### EXERCISE PROMPT
Can you arrange every line of all the records below as a numbered list, skipping any blank lines and leaving the pictures out?

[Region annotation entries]
::::::::::

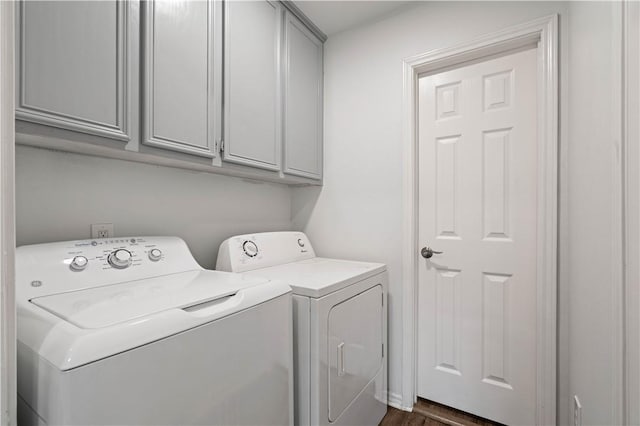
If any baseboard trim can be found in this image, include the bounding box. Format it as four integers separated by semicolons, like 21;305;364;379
387;392;413;412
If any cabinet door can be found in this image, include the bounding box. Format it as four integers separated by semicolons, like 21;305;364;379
283;13;322;179
16;1;132;141
224;1;282;170
143;0;222;157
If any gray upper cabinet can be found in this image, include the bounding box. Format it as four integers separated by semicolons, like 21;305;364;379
283;13;322;179
16;1;131;141
142;1;222;157
224;1;283;170
16;0;325;184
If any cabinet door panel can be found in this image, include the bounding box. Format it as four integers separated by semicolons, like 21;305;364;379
224;1;282;170
16;1;131;141
284;14;322;178
143;0;221;157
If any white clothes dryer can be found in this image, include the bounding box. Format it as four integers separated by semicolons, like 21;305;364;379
216;232;388;426
16;237;293;426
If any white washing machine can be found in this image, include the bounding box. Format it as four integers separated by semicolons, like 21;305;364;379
16;237;293;426
216;232;387;426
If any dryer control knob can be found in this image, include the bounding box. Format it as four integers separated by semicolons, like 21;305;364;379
69;256;89;271
242;240;258;257
107;249;132;269
149;249;162;262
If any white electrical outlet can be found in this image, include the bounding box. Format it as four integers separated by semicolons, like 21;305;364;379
573;395;582;426
91;223;113;238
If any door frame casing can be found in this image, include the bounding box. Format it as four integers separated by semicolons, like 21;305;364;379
0;1;17;425
398;14;558;424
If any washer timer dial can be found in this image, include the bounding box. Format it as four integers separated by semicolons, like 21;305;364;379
242;240;258;257
107;249;132;269
69;256;89;272
149;249;162;262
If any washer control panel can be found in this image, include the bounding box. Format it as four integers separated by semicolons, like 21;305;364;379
64;238;164;272
16;237;202;297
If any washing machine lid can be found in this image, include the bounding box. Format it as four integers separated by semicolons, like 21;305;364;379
31;271;268;329
245;257;387;298
18;270;291;370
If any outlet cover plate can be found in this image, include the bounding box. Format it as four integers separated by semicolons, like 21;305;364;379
91;223;113;238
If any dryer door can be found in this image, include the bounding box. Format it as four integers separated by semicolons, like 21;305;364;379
327;285;383;422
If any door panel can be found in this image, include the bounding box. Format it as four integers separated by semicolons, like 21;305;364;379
224;1;282;170
418;49;538;424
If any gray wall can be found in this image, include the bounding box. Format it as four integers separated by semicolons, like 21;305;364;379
16;146;291;268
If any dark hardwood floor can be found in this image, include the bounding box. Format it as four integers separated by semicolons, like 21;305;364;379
380;399;500;426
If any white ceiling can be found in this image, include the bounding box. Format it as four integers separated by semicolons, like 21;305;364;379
295;0;411;36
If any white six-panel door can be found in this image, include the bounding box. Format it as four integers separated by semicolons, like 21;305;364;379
416;49;538;425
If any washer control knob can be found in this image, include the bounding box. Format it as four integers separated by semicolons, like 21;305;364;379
242;240;258;257
107;249;132;269
149;249;162;262
69;256;89;271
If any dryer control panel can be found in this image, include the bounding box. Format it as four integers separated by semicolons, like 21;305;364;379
16;237;202;298
216;231;316;272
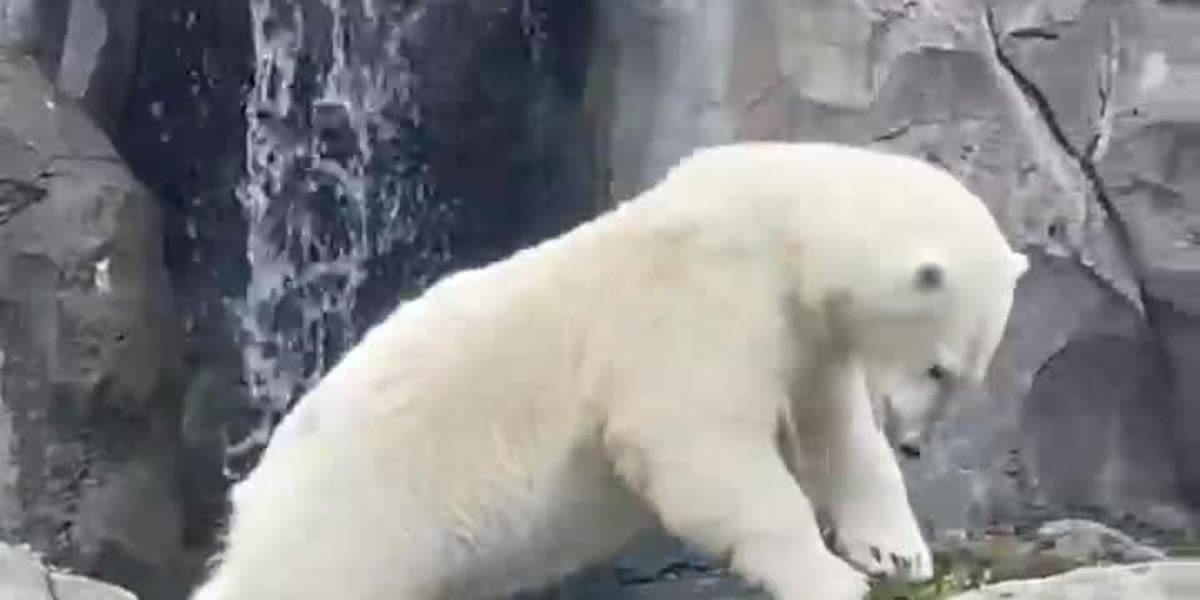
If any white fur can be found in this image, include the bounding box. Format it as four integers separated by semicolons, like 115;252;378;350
193;143;1025;600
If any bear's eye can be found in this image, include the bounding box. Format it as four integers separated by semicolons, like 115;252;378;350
925;365;950;382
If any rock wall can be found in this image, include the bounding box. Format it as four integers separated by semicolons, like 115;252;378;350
0;50;182;600
564;0;1200;598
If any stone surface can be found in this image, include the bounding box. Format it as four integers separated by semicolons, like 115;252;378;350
0;544;137;600
0;54;181;599
950;562;1200;600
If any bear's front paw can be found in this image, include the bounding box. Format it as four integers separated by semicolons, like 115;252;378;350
806;554;871;600
833;521;934;582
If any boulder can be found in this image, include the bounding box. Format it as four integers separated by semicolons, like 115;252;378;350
949;560;1200;600
0;53;184;600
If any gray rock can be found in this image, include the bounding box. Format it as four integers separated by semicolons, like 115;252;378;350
950;562;1200;600
0;544;137;600
0;54;184;600
594;0;1200;529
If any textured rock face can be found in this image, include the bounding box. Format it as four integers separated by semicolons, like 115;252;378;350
952;562;1200;600
568;0;1200;595
0;544;137;600
0;54;180;598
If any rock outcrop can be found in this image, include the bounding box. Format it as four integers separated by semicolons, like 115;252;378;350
0;53;182;598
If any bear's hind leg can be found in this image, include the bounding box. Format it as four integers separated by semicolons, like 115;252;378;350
606;418;868;600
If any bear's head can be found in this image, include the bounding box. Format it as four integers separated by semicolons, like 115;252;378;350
834;252;1028;457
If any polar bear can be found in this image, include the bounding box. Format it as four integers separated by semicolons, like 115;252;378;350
192;142;1027;600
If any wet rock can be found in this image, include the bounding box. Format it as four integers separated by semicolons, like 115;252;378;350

::::::::::

### IN RESPONSE
1. If any baseboard trim can be found in this image, include the bounding box. Format it as four integers separated by semicolons, like 21;305;364;379
2. 387;392;413;412
3. If any cabinet door can be found in this image, include the bounding box. Format it as four integers separated by semicolons, like 21;305;364;379
4. 283;13;322;179
5. 16;1;132;141
6. 224;1;282;170
7. 143;0;222;157
8. If any gray upper cabinet can be found in this image, include the bounding box. Format it as four integers separated by semicolons, like 21;305;364;379
9. 283;13;322;179
10. 16;1;131;141
11. 142;1;222;157
12. 224;1;283;170
13. 16;0;325;184
14. If any cabinet door panel can be found in this image, include the bounding box. Format it as four integers separated by semicolons, like 21;305;364;379
15. 224;1;282;170
16. 16;1;131;141
17. 284;14;322;178
18. 143;0;221;157
19. If any white clothes dryer can be found in this image, include the bounding box. Format it as four integers separated by semicolons, like 21;305;364;379
20. 216;232;388;426
21. 16;237;293;426
22. If any white washing machine can be found in this image, include the bounding box. Format it as four integers separated by semicolons, like 21;305;364;379
23. 16;237;293;426
24. 216;232;387;426
25. If any dryer control knob can be found in this image, include the bounding box. Format it as four integers separated by semicolons, like 21;305;364;379
26. 69;256;89;271
27. 242;240;258;257
28. 107;249;132;269
29. 149;249;162;262
30. If any white electrical outlet can be found in this image, include the bounding box. Format it as four integers separated by semicolons, like 21;305;364;379
31. 573;395;582;426
32. 91;223;113;238
33. If any door frame casing can be found in this image, include the bounding box. Format it as four integers separated by semicolons, like 21;305;364;379
34. 0;1;17;425
35. 398;14;558;424
36. If any washer timer dial can be found in this image, include the bounding box. Format it as four integers separated by semicolons, like 21;305;364;379
37. 242;240;258;257
38. 107;249;132;269
39. 69;256;89;272
40. 149;249;162;262
41. If any washer control panel can be found in this image, include the bounding box. Format it as four integers separated by semicolons, like 21;305;364;379
42. 64;238;164;272
43. 16;237;202;297
44. If any washing machine lid can be found in this image, include the bounding box. Format it as four integers separated by semicolons, like 21;305;364;379
45. 31;271;268;329
46. 245;257;387;298
47. 18;270;291;370
48. If any outlet cover plate can be found in this image, include the bounding box. Format it as four integers separated by semicolons, like 21;305;364;379
49. 91;223;113;238
50. If any dryer door can be found in this image, include the bounding box. Format it as four integers separated by semicolons, like 21;305;364;379
51. 327;285;383;422
52. If any door panel can be found in this image, include the bounding box. Format it as four integers separated by semicolons, like 21;305;364;379
53. 224;1;282;170
54. 418;49;538;424
55. If any gray wall can be found in this image, include the bounding box. Format it as four integers separated by semicolons, like 21;305;364;379
56. 16;146;291;268
57. If any dark hardwood floor can be found in this image, include the bounding box. Format it as four integers separated by semicolons, like 21;305;364;379
58. 380;399;500;426
59. If any white ceiling can be found in this image, include the bounding box. Format it as four integers separated by semicolons, like 21;305;364;379
60. 295;0;411;36
61. If any white six-panel door can be found in this image, include the bounding box. Format it as four integers separated by semicolons, like 21;305;364;379
62. 416;49;538;425
63. If any washer control knob can be found in this image, include the bounding box. Format it as four integers separated by semicolons, like 21;305;364;379
64. 242;240;258;257
65. 107;249;132;269
66. 149;249;162;262
67. 69;256;89;271
68. If any dryer control panel can be found in this image, include the bounding box. Format it as four integers separated by semicolons, like 21;305;364;379
69. 16;237;202;298
70. 216;231;316;272
71. If any white fur can be found in this image, include the bounding box. Format it as four integers separated by semicolons, like 115;252;378;350
72. 193;143;1025;600
73. If any bear's eye can be found in this image, include the bounding box. Format it as four integers separated by semicolons, like 115;252;378;350
74. 925;365;950;382
75. If any rock wall can be found in this image, include the bounding box. Format it as four integers separated by semicolons, like 115;252;378;350
76. 0;50;182;600
77. 564;0;1200;598
78. If any stone surface can be found in this image, include the bounding box. Format it as four integers separated by semicolons, like 115;252;378;350
79. 0;544;137;600
80. 0;54;181;599
81. 950;562;1200;600
82. If any bear's front paw can be found in this image, include the bounding box. Format it as four integers separated by semicolons, like 115;252;378;350
83. 806;554;871;600
84. 833;521;934;582
85. If any boulder can be found in this image, include the bounding box. Format it as four integers separated by semicolons, like 115;252;378;350
86. 949;560;1200;600
87. 0;53;184;600
88. If any gray rock can be found in this image, include the bounding box. Format it as four integers separated by semicolons, like 115;252;378;350
89. 950;562;1200;600
90. 0;544;137;600
91. 0;54;184;600
92. 594;0;1200;529
93. If any textured rock face can be found in this image, include the bounding box. Format it as four integers separated by semicolons, like 115;252;378;350
94. 952;562;1200;600
95. 568;0;1200;595
96. 0;544;137;600
97. 0;54;180;598
98. If any rock outcrop can be found in this image, include the bounding box. Format it as four integers separated by semicolons, like 115;252;378;350
99. 0;53;182;598
100. If any bear's hind leg can be found in this image, include the bounding box. Format it as four integers separated by semicolons, like 115;252;378;350
101. 606;418;868;600
102. If any bear's head can be found in this image, include the bounding box. Format it as four integers separated by semicolons, like 115;252;378;350
103. 834;252;1028;457
104. If any polar bear can be found in this image, include the bounding box. Format it as four integers separated by semicolons, like 115;252;378;350
105. 192;142;1027;600
106. If any wet rock can be found in this image, include the bounding box. Format it as four integers separated by semicolons, like 115;252;378;350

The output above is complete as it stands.